«Горький» запускает новую рубрику «Перепахало» — о книгах, которые западают в душу и меняют нашу жизнь. Первой о самом сокровенном — татуировке с цитатой из Буковски, смешном Достоевском и любви к Лимонову — рассказывает журналист Олеся Герасименко.

Мне двенадцать лет, у меня волосы ниже попы и розовые атласные занавески в комнате, где я сижу и читаю «Войну и мир». Мне пятнадцать лет, у меня стрижка под мальчика, половина головы выкрашена в синий, меня зовут гулять в парк за школой, но я сижу и читаю «Войну и мир». Мне двадцать пять, я ушла от бойфренда, семь дней в неделю работаю в редакции, пью и каждый раз с похмелья сижу и читаю «Войну и мир». Мне тридцать два, я собираюсь рожать, заставляю мужа дважды в день массировать мне ноги, а сама сижу и читаю «Войну и мир».

Меня до сих пор бесит Наташа Ростова. Вот это ее «Что в сундуках? Раз книги, то можно оставить!» при сборах в эвакуацию. И что она за человек: бежать трахаться с Курагиным, когда у тебя князь Андрей в предбаннике ошивается? Сейчас уже сразу пропускаю описания балов и абортов, все больше люблю батальные сцены, все сильнее — княжну Марью. Остранение — прием, который разбирают в школе на уроках литературы — стал для меня способом смириться с происходящим. Ну, например, Толстой не любил оперу, поэтому описывает ее бессмысленность глазами ребенка: на сцене картон и доски, дырка в полотнище, женщина ходит туда-сюда, а у танцора дрожат толстые ляжки. Я разглядываю в таком духе примерно все, что происходит вокруг. И еще чтобы без лишних слов о желаниях и настроении. Так классно еще Флобер делал: не «госпоже Бовари стало холодно», а «госпожа Бовари подошла к камину».

Вообще я предпочитаю о литературе не говорить. Несколько раз пробовала — выяснилось, что двое моих ближайших друзей художественную литературу вообще не читают, третья думает, что она вторична по отношению к живописи, а пятый просто хотел уговорить меня поехать к нему. С тех пор я примолкла, читаю себе под одеялом, пока дочь спит, и ладно. Помню, как неосмотрительно ляпнула, что Достоевский очень смешно пишет. Большей идиоткой я, наверное, не выглядела никогда. Полезла в телефон за цитатами и поняла, что нечего цитировать. Каждая фраза в отдельности — мытарство и гниль, а все вместе очень смешно. В общем, я тот самый человек, который вырос в рабоче-крестьянской семье в СССР, читая Толстого и Достоевского, и именно их книги повлияли на мою жизнь. Звучит пошловато, согласна. Как именно повлияли, тоже сразу не скажешь. Возможно, не перечитывай я вовремя «Братьев Карамазовых», давно бы кого-нибудь убила.

■ Примеры разметки точек ■
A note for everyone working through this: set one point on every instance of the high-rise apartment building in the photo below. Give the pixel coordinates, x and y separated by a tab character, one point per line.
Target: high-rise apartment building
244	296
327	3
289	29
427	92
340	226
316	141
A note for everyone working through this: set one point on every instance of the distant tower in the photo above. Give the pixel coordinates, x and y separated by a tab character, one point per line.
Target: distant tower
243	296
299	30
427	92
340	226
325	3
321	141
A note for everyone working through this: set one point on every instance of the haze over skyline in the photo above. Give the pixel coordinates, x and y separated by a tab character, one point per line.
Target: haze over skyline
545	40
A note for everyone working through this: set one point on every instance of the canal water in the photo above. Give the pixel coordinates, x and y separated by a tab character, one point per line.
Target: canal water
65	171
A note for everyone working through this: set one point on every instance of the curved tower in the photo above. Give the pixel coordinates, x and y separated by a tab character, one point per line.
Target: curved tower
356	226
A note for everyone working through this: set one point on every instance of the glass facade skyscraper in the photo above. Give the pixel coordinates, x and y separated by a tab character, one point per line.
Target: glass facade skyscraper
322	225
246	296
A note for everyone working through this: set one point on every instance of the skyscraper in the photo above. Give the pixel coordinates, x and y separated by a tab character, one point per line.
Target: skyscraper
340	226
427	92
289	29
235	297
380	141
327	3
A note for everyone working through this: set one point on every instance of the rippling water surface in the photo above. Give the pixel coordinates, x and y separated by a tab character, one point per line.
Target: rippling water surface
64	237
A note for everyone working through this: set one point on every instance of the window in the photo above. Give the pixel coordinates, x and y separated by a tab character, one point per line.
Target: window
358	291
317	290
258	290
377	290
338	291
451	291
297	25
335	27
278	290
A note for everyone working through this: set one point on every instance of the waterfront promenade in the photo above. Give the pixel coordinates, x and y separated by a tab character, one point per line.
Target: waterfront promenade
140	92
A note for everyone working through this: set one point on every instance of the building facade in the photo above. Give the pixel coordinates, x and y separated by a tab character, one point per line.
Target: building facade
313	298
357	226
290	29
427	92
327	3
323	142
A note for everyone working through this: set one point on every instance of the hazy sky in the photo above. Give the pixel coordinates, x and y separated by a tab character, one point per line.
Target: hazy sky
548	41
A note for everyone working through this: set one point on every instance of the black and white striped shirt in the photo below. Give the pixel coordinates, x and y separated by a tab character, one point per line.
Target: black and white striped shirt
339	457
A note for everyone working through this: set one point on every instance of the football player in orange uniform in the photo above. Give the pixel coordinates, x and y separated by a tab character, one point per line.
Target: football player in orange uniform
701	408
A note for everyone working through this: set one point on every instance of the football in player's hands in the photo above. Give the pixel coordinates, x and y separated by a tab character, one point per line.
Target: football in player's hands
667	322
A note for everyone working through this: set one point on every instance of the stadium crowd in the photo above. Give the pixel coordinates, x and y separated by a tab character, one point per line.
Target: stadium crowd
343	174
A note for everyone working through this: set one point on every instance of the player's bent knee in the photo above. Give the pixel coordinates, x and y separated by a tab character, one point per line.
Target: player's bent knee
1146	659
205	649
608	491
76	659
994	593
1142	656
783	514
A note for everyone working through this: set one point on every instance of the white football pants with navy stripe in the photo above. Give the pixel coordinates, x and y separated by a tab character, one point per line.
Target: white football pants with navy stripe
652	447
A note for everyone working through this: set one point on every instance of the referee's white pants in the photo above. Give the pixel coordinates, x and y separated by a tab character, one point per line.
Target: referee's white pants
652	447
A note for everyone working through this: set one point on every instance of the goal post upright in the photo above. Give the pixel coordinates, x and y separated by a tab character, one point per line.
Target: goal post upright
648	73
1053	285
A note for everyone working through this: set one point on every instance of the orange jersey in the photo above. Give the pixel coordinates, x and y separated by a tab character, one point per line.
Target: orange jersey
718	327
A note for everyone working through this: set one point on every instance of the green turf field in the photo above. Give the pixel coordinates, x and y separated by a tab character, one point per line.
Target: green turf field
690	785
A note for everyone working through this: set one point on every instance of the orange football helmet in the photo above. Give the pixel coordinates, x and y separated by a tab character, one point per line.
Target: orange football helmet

■ НАБОР ЗАДАНИЙ ■
**a)** Перескажите в виде короткого списка абзац текста о книгах, который начинается словами «Меня до сих пор бесит Наташа Ростова», и сохраните его основные факты.
**b)** Продолжите текст о книгах после его последнего предложения.

■ ПИСЬМЕННЫЕ ОТВЕТЫ ■
**a)**
- Автора до сих пор раздражает Наташа Ростова. Её злят фраза о сундуках с книгами при сборах в эвакуацию и бегство к Курагину, когда рядом князь Андрей.
- Теперь автор пропускает описания балов и абортов, всё больше любит батальные сцены и всё сильнее княжну Марью.
- Остранение, которое разбирают на школьных уроках литературы, стало для автора способом смириться с происходящим.
- Пример приёма: Толстой не любил оперу и показывает её бессмысленность глазами ребёнка. На сцене картон и доски, дырка в полотнище, женщина ходит туда-сюда, у танцора дрожат толстые ляжки.
- В таком духе автор разглядывает почти всё вокруг и предпочитает обходиться без лишних слов о желаниях и настроении.
- Так же делал Флобер: не «госпоже Бовари стало холодно», а «госпожа Бовари подошла к камину».

**b)**
Плавного перехода я не придумала, поэтому будет прямой. Еще на мою жизнь повлиял Буковски. Похоже, что переводчики Буковски на русский соревнуются, как *********** [изворотливее — прим. ред.] выматериться. Я это заподозрила, когда попробовала прочитать его первый роман, «Почту», по-английски. А там — клад. Секс — сексуальный до горящих щек, печаль — печальная до морщин между бровями. Буковски — бесконечно мудрый, трагичный и глубокий писатель. (Как неловко это писать, господи. Мойте руки перед едой, трава зеленая. Путин наш президент). Был год, когда мне было физически плохо, если я не читала хотя бы страницу из Буковски за день. Тогда я пошла и сделала татуировку. На боку, чтобы самой можно было читать. I wanted to overthrow the government but all i brought down was somebody's wife. В третьей строчке мастер сделал ошибку, пропустил букву. Предложил исправить, место было, а я подумала: да это же идеально. Я же и есть тупая фанатка Буковски, которая набила себе его цитату с ошибкой. Я поехала первый раз в жизни в США — от Нью-Йорка до Калифорнии, из денег только кредитная карта — с главной целью: его могила на кладбище под Лос-Анджелесом с боксерскими перчатками на плите и надписью «Don`t try». И там такие холмы зеленые, ветер с океана дует, в общем, дорогое американское кладбище — он же под старость начал зарабатывать, и черные ребята на соседней могиле, которые своему недавно погибшему другу рэп включить приехали.

Нет, не получается.

Попробую по-другому. Короче, у него есть рассказ — вернее, глава из романа «Женщины», в которой он заезжает за Лидией и везет ее на пляж. Там покупает ей сэндвич, колу и две конфеты, на всякий случай разные, шоколадную и клубничную, он ведь только недавно начал с ней спать и не знает, какая ей больше понравится. Поэтому — две разные конфеты. И они сидят, смотрят на океан, который Буковски не считает красивым, он считает его уродливым и полным пустоты, как и всю природу. И вот он сидит смотрит на океан, а она на молодых черных, которые играют в баскетбол неподалеку. Потом они идут на парковку, он заводит машину, снимает ее с ручника, они трогаются и едут домой. Вообще, у Буковски часто уходит два-три абзаца на описание того, как он едет к женщине: садится в машину, заводит ее, едет, доезжает до места, паркуется и выходит. И эти абзацы — лучшее, что читало человечество о любви и грусти со времен Песни песней. В 2009 году прототип Лидии с пляжа, скульптор Линда Кинг, продала на аукционе 60 любовных писем Буковски за $69 000.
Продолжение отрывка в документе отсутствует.